— Passage provided —
=== Section Start ===

Among other things, WEC warranted that certain of Wicor’s consolidated financial statements,
attached as a schedule to the Agreement, were “prepared in accordance with GAAP [i.e.,
Generally Accepted Accounting Principles] applied on a consistent basis . . . and fairly present in
all material respects the financial position and results of operations of [Wicor], as applicable, as
of the dates and for the periods indicated . . . .” Agreement § 3.5.
WEC also provided a warranty that applied specifically to Wicor’s employee benefit
plans, which the Agreement referred to as “Employee Plans/Agreements.” Agreement § 3.16(a).
WEC warranted that, with certain exceptions not relevant here, “all payments due from [each]
Employee Plan/Agreement . . . have been made, and all amounts properly accrued to date as
Liabilities that have not been paid have been properly recorded on the books of [Wicor] . . . .”

=== Section End ===

— Source information —

=== Section Start ===

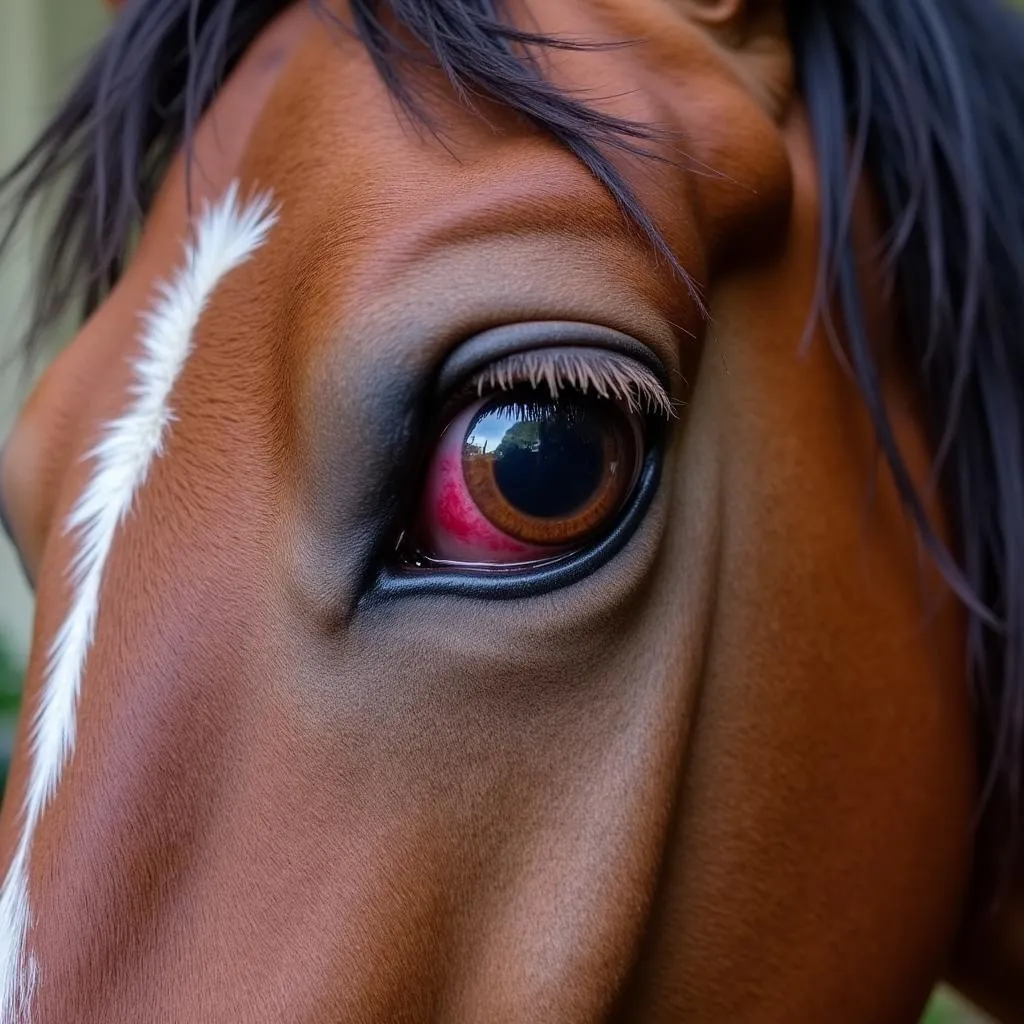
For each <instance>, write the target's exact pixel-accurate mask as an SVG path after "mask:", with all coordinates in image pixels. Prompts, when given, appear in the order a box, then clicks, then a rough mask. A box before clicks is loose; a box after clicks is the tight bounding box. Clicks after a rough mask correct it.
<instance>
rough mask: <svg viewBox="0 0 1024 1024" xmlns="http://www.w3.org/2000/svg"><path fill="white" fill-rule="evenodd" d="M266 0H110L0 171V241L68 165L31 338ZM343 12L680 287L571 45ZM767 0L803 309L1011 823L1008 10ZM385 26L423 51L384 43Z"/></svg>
mask: <svg viewBox="0 0 1024 1024" xmlns="http://www.w3.org/2000/svg"><path fill="white" fill-rule="evenodd" d="M309 2H310V3H311V4H312V5H313V6H314V7H315V6H317V3H316V0H309ZM287 5H288V0H245V2H242V0H130V2H129V3H128V4H127V5H126V6H125V8H124V9H123V10H122V12H121V13H120V14H119V16H118V17H117V19H116V20H115V23H114V25H113V27H112V29H111V31H110V33H109V34H108V36H106V38H105V40H104V41H103V43H102V44H101V45H100V47H99V48H98V50H97V51H96V52H95V54H94V55H93V57H92V59H91V61H90V62H89V65H88V67H87V68H86V70H85V72H84V73H83V75H82V77H81V79H80V81H79V82H78V84H77V85H76V86H75V88H74V89H73V90H72V92H71V94H70V95H69V96H68V97H67V99H66V100H65V101H63V103H62V105H61V106H60V109H59V110H58V111H57V113H56V114H55V116H54V117H53V119H52V120H51V122H50V123H49V125H48V126H47V127H46V128H45V129H44V131H43V132H42V134H41V135H40V137H39V139H38V141H37V142H36V143H35V144H34V145H33V146H32V148H31V150H30V151H29V152H28V154H26V156H25V157H24V158H23V159H22V160H20V161H19V162H18V163H17V164H16V165H15V166H14V167H13V168H12V169H11V170H10V171H9V172H8V173H7V174H6V175H5V176H4V177H2V178H0V197H4V198H6V200H7V201H8V202H9V203H10V204H11V206H10V209H11V210H12V215H11V217H10V223H9V227H8V229H7V231H6V233H5V234H4V236H3V237H2V238H0V256H2V255H3V254H4V252H5V251H6V250H7V248H8V247H9V243H10V241H11V239H12V236H13V230H14V227H15V226H16V222H17V221H18V220H19V218H22V217H23V216H24V215H25V213H26V211H27V210H29V209H30V208H31V207H32V206H33V205H34V203H35V201H37V200H38V199H40V198H41V197H42V196H43V195H44V194H45V193H47V191H48V190H49V189H50V188H51V186H54V185H57V184H63V183H66V182H67V181H68V180H69V179H70V185H71V187H70V190H69V191H68V194H67V199H66V200H65V202H63V204H62V206H61V207H60V208H59V210H58V215H57V219H56V222H55V226H54V228H53V230H52V232H51V233H50V236H49V239H48V246H47V249H46V251H45V253H44V259H43V262H42V266H41V272H40V275H39V288H38V291H37V293H36V294H37V299H36V306H35V310H34V315H33V318H32V322H31V325H30V329H29V334H28V343H29V347H30V348H31V347H32V346H33V345H34V344H35V343H36V342H37V341H38V340H39V339H40V338H41V337H42V336H43V335H44V333H45V332H46V331H47V330H48V329H50V328H51V327H52V326H53V325H54V324H55V323H56V322H57V319H58V318H59V317H60V316H61V314H62V313H63V312H65V311H66V309H67V308H68V307H69V306H70V305H71V304H72V303H76V302H84V309H85V312H86V313H88V312H90V311H91V310H92V309H93V308H95V307H96V305H98V303H99V302H100V301H101V299H102V298H103V296H104V295H105V294H106V293H108V292H109V291H110V289H111V287H112V286H113V285H114V283H115V282H116V281H117V279H118V276H119V274H120V273H121V270H122V268H123V266H124V264H125V262H126V260H127V258H128V254H129V249H130V244H131V240H132V239H133V237H134V232H135V231H136V229H137V227H138V225H139V223H140V222H141V219H142V218H143V217H144V215H145V213H146V211H147V209H148V207H150V204H151V203H152V201H153V199H154V197H155V194H156V190H157V188H158V186H159V183H160V180H161V177H162V175H163V173H164V171H165V170H166V167H167V163H168V161H169V159H170V157H171V155H172V154H173V153H174V152H176V151H177V150H178V148H179V147H180V146H181V145H182V144H187V143H188V140H189V139H190V136H191V133H193V131H194V129H195V126H196V125H197V123H198V121H199V119H200V117H201V116H202V113H203V112H204V111H205V110H206V108H207V106H208V104H209V103H210V101H211V100H212V98H213V96H214V94H215V93H216V91H217V89H218V87H219V84H220V82H221V81H222V80H223V78H224V76H225V75H227V74H228V73H229V72H230V70H231V69H232V67H233V66H234V65H236V63H237V62H238V60H239V58H240V57H241V55H242V54H243V53H244V52H245V50H246V49H247V48H248V47H249V45H250V44H251V43H252V42H253V40H254V39H255V38H256V36H257V35H258V34H259V33H260V31H261V30H262V29H263V28H264V27H265V26H266V25H267V23H268V22H269V20H270V19H271V18H272V17H273V16H274V15H276V14H278V13H280V12H281V11H282V10H283V9H284V8H285V7H286V6H287ZM351 6H352V11H353V15H354V19H355V28H356V31H357V33H358V35H359V36H360V38H361V40H362V42H364V44H365V45H366V46H367V48H368V50H369V52H370V53H371V55H372V56H373V58H374V61H375V63H376V66H377V68H378V71H379V72H380V74H381V75H382V77H383V78H384V80H385V81H386V83H387V84H388V86H389V88H390V89H391V90H392V92H393V93H394V94H395V95H396V97H397V98H398V100H399V101H400V102H401V103H402V104H403V105H404V108H406V109H407V111H409V113H410V114H411V115H412V116H414V117H417V118H419V119H421V120H423V119H426V118H428V115H426V114H425V112H424V111H423V110H422V109H421V106H420V104H419V103H418V101H417V97H416V94H415V91H414V89H413V88H412V86H411V80H410V79H409V76H408V74H407V72H408V70H409V67H410V62H411V61H416V60H419V59H424V55H426V56H427V57H429V58H430V59H431V60H432V61H433V62H434V63H435V65H436V66H437V67H440V68H442V69H443V70H444V72H445V73H446V74H447V76H449V78H450V79H451V81H452V82H453V84H454V85H455V87H456V89H457V91H458V92H459V94H460V95H461V96H462V97H463V98H464V99H465V100H467V101H471V97H472V96H473V95H474V94H485V95H490V96H493V97H495V98H497V99H499V100H501V101H503V102H504V103H506V104H507V105H508V106H511V108H513V109H514V110H516V111H517V112H519V113H520V114H521V115H523V116H524V117H526V118H527V119H529V120H530V121H531V122H534V123H535V124H536V125H538V126H539V127H540V128H542V129H543V130H545V131H547V132H549V133H550V134H552V135H553V136H554V137H555V138H557V139H558V140H559V141H560V142H561V143H562V144H563V145H565V146H566V147H567V148H568V150H569V151H570V152H572V153H573V154H575V156H577V157H578V158H579V159H580V160H582V161H583V162H584V164H585V165H586V166H587V167H588V168H589V169H590V171H591V172H592V173H593V174H594V175H595V177H597V178H598V179H599V180H600V181H601V182H603V183H604V185H605V186H606V187H607V188H608V189H609V191H610V193H611V195H612V196H613V197H614V199H615V200H616V202H617V203H618V204H620V206H621V208H622V209H623V210H624V212H625V213H626V215H627V216H628V217H629V218H630V219H631V220H632V221H633V223H634V224H635V225H636V226H637V227H638V228H639V229H640V230H641V231H642V232H643V233H644V234H645V236H646V237H647V238H648V240H649V241H650V243H651V245H652V246H653V247H654V248H655V249H656V250H657V251H658V252H659V253H660V254H662V256H663V257H665V258H666V259H668V260H669V261H670V262H671V263H672V265H673V266H674V267H675V268H676V270H677V272H678V273H679V274H680V278H681V281H682V282H683V283H684V284H685V285H686V286H687V287H690V288H691V289H692V283H691V282H690V281H689V279H688V278H687V276H686V274H685V271H684V270H683V268H682V267H681V266H680V265H679V264H678V262H677V261H676V259H675V257H674V256H673V255H672V252H671V250H670V249H669V247H668V245H667V243H666V242H665V241H664V239H663V238H662V236H660V233H659V232H658V230H657V227H656V225H654V223H653V222H652V221H651V220H650V218H649V216H648V214H647V213H646V211H645V210H644V209H643V208H642V206H641V205H640V204H639V202H638V201H637V200H636V197H635V196H634V194H633V193H632V191H631V189H630V187H629V185H628V184H627V183H626V181H625V180H624V179H623V178H622V176H621V175H620V174H618V173H617V172H616V171H615V169H614V166H613V164H612V162H611V160H610V159H609V157H608V152H609V148H614V147H616V146H617V147H625V148H627V150H631V151H633V152H636V151H637V150H642V148H643V142H644V140H645V139H646V138H648V137H649V136H650V134H651V133H652V131H653V129H648V128H645V127H643V126H639V125H632V124H630V123H628V122H621V121H615V120H612V119H609V118H606V117H603V116H602V115H600V114H597V113H595V112H593V111H591V110H589V109H588V108H586V106H585V105H582V104H581V103H579V102H577V101H575V100H573V99H571V98H569V97H568V96H566V95H564V94H563V93H561V92H559V91H558V89H557V88H555V87H554V86H552V85H551V84H550V83H548V82H547V81H545V79H544V78H543V76H542V75H541V73H540V71H539V67H538V63H537V62H536V61H534V60H532V59H531V57H530V54H531V52H535V51H536V48H537V47H539V46H566V45H575V44H568V43H565V42H560V41H556V40H552V39H546V38H542V37H537V36H534V35H530V34H528V33H522V32H519V31H517V30H515V29H514V28H512V27H511V26H510V24H509V22H508V18H507V17H506V16H504V14H505V12H504V10H503V3H502V0H352V4H351ZM787 6H788V14H790V24H791V32H792V35H793V39H794V43H795V50H796V56H797V63H798V70H799V77H800V82H801V88H802V91H803V94H804V96H805V99H806V102H807V104H808V110H809V114H810V118H811V124H812V127H813V132H814V137H815V143H816V147H817V152H818V160H819V168H820V183H821V191H822V202H823V223H822V240H821V255H820V269H821V278H820V280H821V285H822V287H821V290H820V294H819V303H818V309H817V310H816V314H819V315H824V314H826V311H827V310H828V309H831V308H836V309H838V310H839V311H840V312H841V314H842V319H843V324H842V333H843V335H844V337H845V339H846V346H847V353H848V356H849V358H850V361H851V364H852V368H853V371H854V373H855V375H856V378H857V380H858V382H859V385H860V388H861V391H862V394H863V397H864V400H865V402H866V404H867V408H868V409H869V411H870V414H871V416H872V418H873V421H874V425H876V429H877V433H878V437H879V441H880V444H881V447H882V449H883V451H884V452H885V454H886V456H887V458H888V460H889V463H890V465H891V466H892V469H893V472H894V474H895V478H896V481H897V484H898V486H899V487H900V489H901V492H902V496H903V499H904V502H905V504H906V506H907V508H908V510H909V511H910V513H911V514H912V516H913V517H914V519H915V520H916V522H918V525H919V527H920V529H921V532H922V536H923V538H924V539H925V541H926V543H927V544H928V545H929V547H930V549H931V551H932V553H933V555H934V556H935V558H936V559H937V561H938V563H939V564H940V566H941V568H942V569H943V571H944V573H945V574H946V577H947V579H948V580H949V582H950V584H951V585H952V586H953V588H954V589H955V590H956V592H957V593H958V594H959V596H961V598H962V599H963V601H964V602H965V604H966V605H967V607H968V609H969V612H970V622H971V632H970V649H969V651H968V652H967V656H968V658H969V662H970V669H971V674H972V678H973V682H974V688H975V693H976V701H977V709H976V710H977V717H978V725H979V729H980V734H981V738H982V750H983V756H984V765H983V768H984V770H985V772H986V776H985V777H986V779H987V781H988V784H987V785H986V804H987V806H990V807H993V808H999V809H1000V819H1004V820H1009V821H1010V823H1011V826H1012V828H1013V829H1014V830H1016V822H1017V819H1018V817H1019V816H1020V814H1021V813H1022V812H1024V793H1022V774H1024V339H1022V338H1021V336H1020V335H1021V332H1022V330H1024V181H1022V173H1024V57H1022V54H1024V20H1022V19H1021V18H1020V17H1019V16H1018V15H1017V14H1015V13H1013V12H1011V11H1010V10H1009V9H1008V8H1006V7H1005V6H1004V5H1002V3H1000V2H998V0H845V2H843V3H837V2H835V0H788V4H787ZM322 13H323V12H322ZM327 16H328V15H326V14H325V17H327ZM399 27H400V28H401V29H402V30H403V33H404V34H403V38H406V39H409V38H410V37H412V38H413V39H415V40H417V41H418V43H419V44H420V45H421V47H422V50H420V49H417V50H415V51H412V50H410V48H409V46H408V44H404V43H402V42H401V41H400V40H399V38H398V37H397V35H396V34H395V30H396V29H397V28H399ZM851 139H852V140H853V146H852V156H851V155H850V151H851V146H850V145H849V141H850V140H851ZM863 175H869V176H870V178H871V179H872V181H873V182H874V184H876V185H877V186H878V188H879V190H880V193H881V196H882V198H883V200H884V203H885V207H886V212H887V214H888V218H889V224H890V228H891V230H890V232H889V237H888V258H889V264H890V267H891V270H892V274H893V280H894V281H895V284H896V287H897V289H898V297H899V302H900V313H901V317H902V319H901V325H902V333H901V344H902V346H903V348H904V351H903V353H902V354H903V355H904V356H905V359H906V362H907V365H908V366H910V367H911V368H912V371H913V373H914V374H915V377H916V381H918V384H919V388H920V392H921V395H922V397H923V399H924V401H925V404H926V407H927V414H928V417H929V425H930V428H931V431H932V438H933V441H934V443H935V446H936V452H937V459H936V479H937V481H938V483H939V484H940V486H941V488H942V493H943V497H944V499H945V503H946V507H947V508H948V510H949V512H950V514H951V516H952V520H953V526H954V530H955V539H956V545H955V551H954V553H947V552H946V551H945V549H944V548H943V547H942V546H941V544H940V543H939V542H938V541H937V540H936V538H935V537H934V535H933V532H932V530H931V529H930V527H929V525H928V522H927V519H926V516H925V513H924V509H923V505H922V502H921V500H920V498H919V495H918V493H916V492H915V489H914V486H913V484H912V483H911V480H910V477H909V474H908V473H907V471H906V468H905V466H904V464H903V460H902V458H901V455H900V453H899V450H898V446H897V443H896V439H895V435H894V433H893V430H892V427H891V424H890V421H889V417H888V414H887V411H886V408H885V404H884V400H883V395H882V389H881V384H880V371H879V367H878V364H877V361H876V357H874V355H873V353H872V351H871V347H870V345H869V342H868V337H867V332H866V328H865V324H864V316H863V313H862V308H861V302H860V297H859V295H858V292H857V286H856V266H855V262H854V253H853V245H852V240H851V237H850V229H851V224H850V212H849V211H850V205H849V196H850V195H851V191H852V189H853V188H855V187H856V184H857V182H858V180H859V179H860V178H861V177H862V176H863ZM989 798H994V799H989ZM1004 838H1005V834H1004Z"/></svg>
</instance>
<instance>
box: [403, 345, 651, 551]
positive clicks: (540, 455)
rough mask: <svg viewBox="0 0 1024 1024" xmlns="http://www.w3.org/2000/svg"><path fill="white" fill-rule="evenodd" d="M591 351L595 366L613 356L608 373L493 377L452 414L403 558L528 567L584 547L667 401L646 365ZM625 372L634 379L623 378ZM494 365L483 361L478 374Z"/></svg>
mask: <svg viewBox="0 0 1024 1024" xmlns="http://www.w3.org/2000/svg"><path fill="white" fill-rule="evenodd" d="M599 354H600V360H598V361H597V362H596V366H598V367H607V366H608V365H609V362H612V360H613V366H614V377H611V375H609V374H605V375H604V376H603V377H601V376H600V375H599V371H595V372H593V373H592V375H591V377H589V378H588V377H586V376H585V375H583V374H580V373H577V374H575V375H574V377H573V378H572V379H570V380H569V381H568V382H565V381H564V380H560V379H559V377H558V375H557V372H556V371H557V369H558V368H557V366H556V367H555V368H554V370H553V371H552V372H550V373H547V374H541V375H535V380H534V381H532V382H530V381H528V380H527V381H522V380H521V379H520V380H518V381H516V380H514V379H510V378H508V377H507V376H506V377H500V376H499V380H500V387H501V389H500V390H499V391H498V393H492V394H489V395H486V396H484V397H483V398H478V399H477V400H475V401H473V402H472V403H471V404H470V406H469V407H468V408H466V409H464V410H463V411H462V412H461V413H460V414H459V415H458V416H457V417H456V418H455V419H454V420H453V421H452V423H451V424H450V425H449V427H447V429H446V430H445V431H444V433H443V434H442V436H441V438H440V442H439V443H438V445H437V449H436V451H435V453H434V455H433V458H432V460H431V463H430V466H429V468H428V471H427V475H426V478H425V480H424V486H423V494H422V499H421V503H420V510H419V516H418V518H417V520H416V522H415V523H414V524H413V526H412V528H411V529H410V530H409V532H408V535H407V541H406V545H404V549H406V555H404V560H406V561H407V563H411V564H415V565H416V566H418V567H421V568H429V567H431V566H446V567H450V568H451V567H453V566H457V567H458V566H462V567H465V568H473V569H487V568H492V569H510V568H522V567H529V566H536V565H540V564H544V563H546V562H550V561H552V560H556V559H559V558H563V557H566V556H567V555H570V554H572V553H574V552H577V551H579V550H581V549H582V548H584V547H586V546H587V545H588V544H590V543H592V542H593V541H595V540H596V539H597V538H598V537H599V536H600V535H601V534H602V532H606V531H607V530H608V529H610V528H611V527H612V526H613V525H614V523H615V522H616V520H617V518H618V516H620V514H621V513H622V511H623V508H624V506H625V505H626V504H627V502H628V501H629V498H630V496H631V494H632V492H633V489H634V487H635V485H636V482H637V479H638V477H639V473H640V469H641V467H642V465H643V461H644V456H645V445H646V438H647V434H648V430H647V425H648V421H649V420H650V419H651V417H652V416H653V415H657V413H659V412H664V410H665V409H667V408H669V404H668V397H667V396H665V392H664V389H663V388H662V386H660V384H659V382H657V380H656V378H654V377H653V375H652V374H650V372H649V371H647V370H646V369H645V368H643V367H637V368H635V369H634V368H633V367H631V366H629V364H631V362H632V360H630V359H627V358H626V357H625V356H623V357H618V356H610V355H609V354H608V353H606V352H602V353H599ZM573 358H575V359H577V360H579V358H580V356H579V354H574V355H573ZM575 369H577V370H579V364H577V365H575ZM630 374H633V375H634V376H635V378H636V380H638V381H640V382H641V383H640V384H639V385H637V384H636V383H634V384H633V385H632V386H630V384H629V382H630V380H631V378H630ZM495 376H496V374H495V372H494V370H490V371H488V373H487V374H486V375H483V376H482V377H481V378H480V379H478V384H479V380H483V381H486V380H487V379H490V380H494V378H495ZM537 376H540V378H541V379H540V380H538V379H536V378H537ZM609 378H610V380H611V381H613V382H614V384H612V383H609ZM652 382H653V384H652ZM502 385H503V386H502ZM544 385H547V386H546V387H545V386H544ZM652 388H656V389H657V390H656V392H655V393H654V394H653V395H649V394H648V393H647V391H648V390H649V389H652ZM545 392H547V393H545ZM644 406H647V407H648V408H647V411H646V412H644V411H643V407H644ZM651 407H653V408H654V413H651Z"/></svg>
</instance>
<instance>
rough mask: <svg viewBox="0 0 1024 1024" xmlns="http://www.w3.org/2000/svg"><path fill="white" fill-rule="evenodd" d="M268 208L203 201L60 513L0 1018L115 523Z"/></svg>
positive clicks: (96, 606)
mask: <svg viewBox="0 0 1024 1024" xmlns="http://www.w3.org/2000/svg"><path fill="white" fill-rule="evenodd" d="M275 219H276V214H275V212H274V211H272V210H271V209H270V198H269V196H266V195H264V196H257V197H255V198H253V199H252V200H250V201H249V202H248V203H246V204H245V205H240V204H239V199H238V183H232V184H231V185H230V187H229V188H228V189H227V191H226V193H225V194H224V196H223V198H222V199H221V200H220V201H219V202H218V203H217V204H215V205H214V206H212V207H211V206H206V207H204V209H203V211H202V214H201V216H200V217H199V220H198V222H197V225H196V232H195V240H194V242H193V243H191V244H189V245H188V246H187V247H186V249H185V257H184V263H183V265H182V266H181V268H180V269H179V270H178V272H177V275H176V276H175V278H174V280H173V281H171V282H170V283H164V284H162V285H160V286H159V287H158V290H157V298H156V303H155V305H154V307H153V309H152V310H150V311H148V312H146V313H145V314H144V315H143V316H142V324H141V332H140V335H139V339H138V340H139V346H140V348H141V354H140V355H139V356H138V357H137V358H136V359H135V360H134V365H133V370H134V379H133V381H132V384H131V385H130V388H129V394H130V396H131V401H130V404H129V406H128V409H127V410H126V411H125V413H124V414H123V415H122V416H121V417H119V418H118V419H117V420H114V421H113V422H111V423H109V424H106V425H105V426H104V427H103V429H102V432H101V434H100V439H99V441H98V442H97V443H96V445H95V446H94V447H93V449H92V450H91V451H90V452H88V453H87V455H86V457H85V458H86V459H89V460H92V461H93V464H94V469H93V472H92V475H91V477H90V478H89V482H88V484H87V485H86V487H85V490H84V492H83V493H82V495H81V497H80V498H79V500H78V501H77V503H76V504H75V506H74V508H73V509H72V511H71V514H70V515H69V517H68V521H67V530H68V531H69V532H71V531H74V532H75V534H76V536H77V541H78V548H77V551H76V553H75V556H74V558H73V559H72V563H71V567H70V574H69V575H70V584H71V589H72V595H71V604H70V607H69V610H68V615H67V617H66V618H65V621H63V624H62V625H61V627H60V629H59V630H58V631H57V633H56V636H55V637H54V638H53V641H52V643H51V645H50V648H49V651H48V659H47V664H46V672H45V676H44V679H43V683H42V687H41V691H40V696H39V707H38V708H37V710H36V713H35V716H34V719H33V721H32V726H31V732H30V739H29V760H30V769H29V781H28V786H27V790H26V796H25V804H24V807H23V815H24V818H23V824H22V834H20V838H19V840H18V844H17V847H16V848H15V850H14V856H13V858H12V860H11V862H10V866H9V868H8V870H7V877H6V879H5V880H4V884H3V889H2V891H0V1024H24V1022H25V1021H27V1020H28V1019H29V1016H30V1013H31V1007H32V999H33V995H34V992H35V989H36V984H37V982H38V977H39V966H38V964H37V959H36V956H35V955H34V954H33V952H32V950H31V948H30V944H29V933H30V930H31V927H32V904H31V900H30V893H29V860H30V855H31V852H32V840H33V836H34V834H35V830H36V826H37V825H38V824H39V820H40V818H41V817H42V815H43V813H44V811H45V810H46V807H47V805H48V804H49V801H50V799H51V798H52V796H53V793H54V791H55V790H56V787H57V783H58V782H59V780H60V773H61V771H62V770H63V767H65V765H66V764H67V763H68V760H69V758H70V757H71V754H72V751H73V750H74V748H75V715H76V711H77V708H78V698H79V692H80V690H81V688H82V676H83V674H84V670H85V662H86V656H87V655H88V651H89V647H90V645H91V643H92V636H93V632H94V630H95V625H96V615H97V612H98V610H99V592H100V587H101V585H102V581H103V570H104V567H105V565H106V559H108V556H109V555H110V553H111V548H112V547H113V545H114V538H115V535H116V534H117V530H118V527H119V526H120V525H121V524H122V523H123V522H124V520H125V518H126V517H127V515H128V513H129V511H130V510H131V505H132V500H133V498H134V497H135V494H136V493H137V492H138V488H139V487H140V486H141V485H142V483H143V482H144V481H145V477H146V474H147V472H148V470H150V466H151V465H152V463H153V460H154V459H155V458H157V457H159V456H160V455H161V453H162V451H163V445H164V438H165V435H166V432H167V429H168V427H169V425H170V423H171V421H172V420H173V419H174V414H173V411H172V410H171V406H170V397H171V391H172V389H173V388H174V383H175V381H176V380H177V378H178V375H179V374H180V372H181V369H182V367H183V366H184V364H185V360H186V359H187V357H188V354H189V352H190V351H191V346H193V335H194V333H195V330H196V325H197V324H198V323H199V318H200V316H201V315H202V313H203V310H204V309H205V307H206V304H207V302H208V300H209V298H210V296H211V295H212V293H213V291H214V289H215V288H216V287H217V285H218V283H219V282H220V281H221V280H222V279H223V278H224V275H225V274H227V273H229V272H230V271H231V270H233V269H234V268H236V267H238V266H239V265H241V264H242V263H244V262H245V261H246V260H247V259H248V258H249V257H250V256H251V255H252V253H254V252H255V251H256V250H257V249H259V247H260V246H262V245H263V243H264V242H265V241H266V237H267V233H268V231H269V229H270V228H271V227H272V225H273V223H274V221H275Z"/></svg>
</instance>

=== Section End ===

— Your tasks —
[1] Answer these questions about the warranty passage, one line each:
(a) Which section of the Agreement is cited for the warranty about Wicor's consolidated financial statements?
(b) What did the Agreement call Wicor's employee benefit plans?
(c) Where did WEC warrant that unpaid amounts properly accrued as Liabilities had been recorded?
[2] Write out the warranty passage from "Among other things, WEC" up to and including "Agreement § 3.16(a).".
[3] Decide whether each statement agrees with the warranty passage, answering yes or no and quoting the words that settle it:
(a) Wicor's consolidated financial statements were attached as a schedule to the Agreement.
(b) The warranty covering employee benefit plans appears in § 3.5 of the Agreement.
(c) WEC warranted that the financial statements fairly present the financial position in all respects, without qualification.

— Solutions in order —
[1]
(a) Agreement § 3.5
(b) "Employee Plans/Agreements"
(c) On the books of Wicor

[2]
Among other things, WEC warranted that certain of Wicor’s consolidated financial statements,
attached as a schedule to the Agreement, were “prepared in accordance with GAAP [i.e.,
Generally Accepted Accounting Principles] applied on a consistent basis . . . and fairly present in
all material respects the financial position and results of operations of [Wicor], as applicable, as
of the dates and for the periods indicated . . . .” Agreement § 3.5.
WEC also provided a warranty that applied specifically to Wicor’s employee benefit
plans, which the Agreement referred to as “Employee Plans/Agreements.” Agreement § 3.16(a).

[3]
(a) Yes: "attached as a schedule to the Agreement"
(b) No: "Agreement § 3.16(a)"
(c) No: "fairly present in all material respects"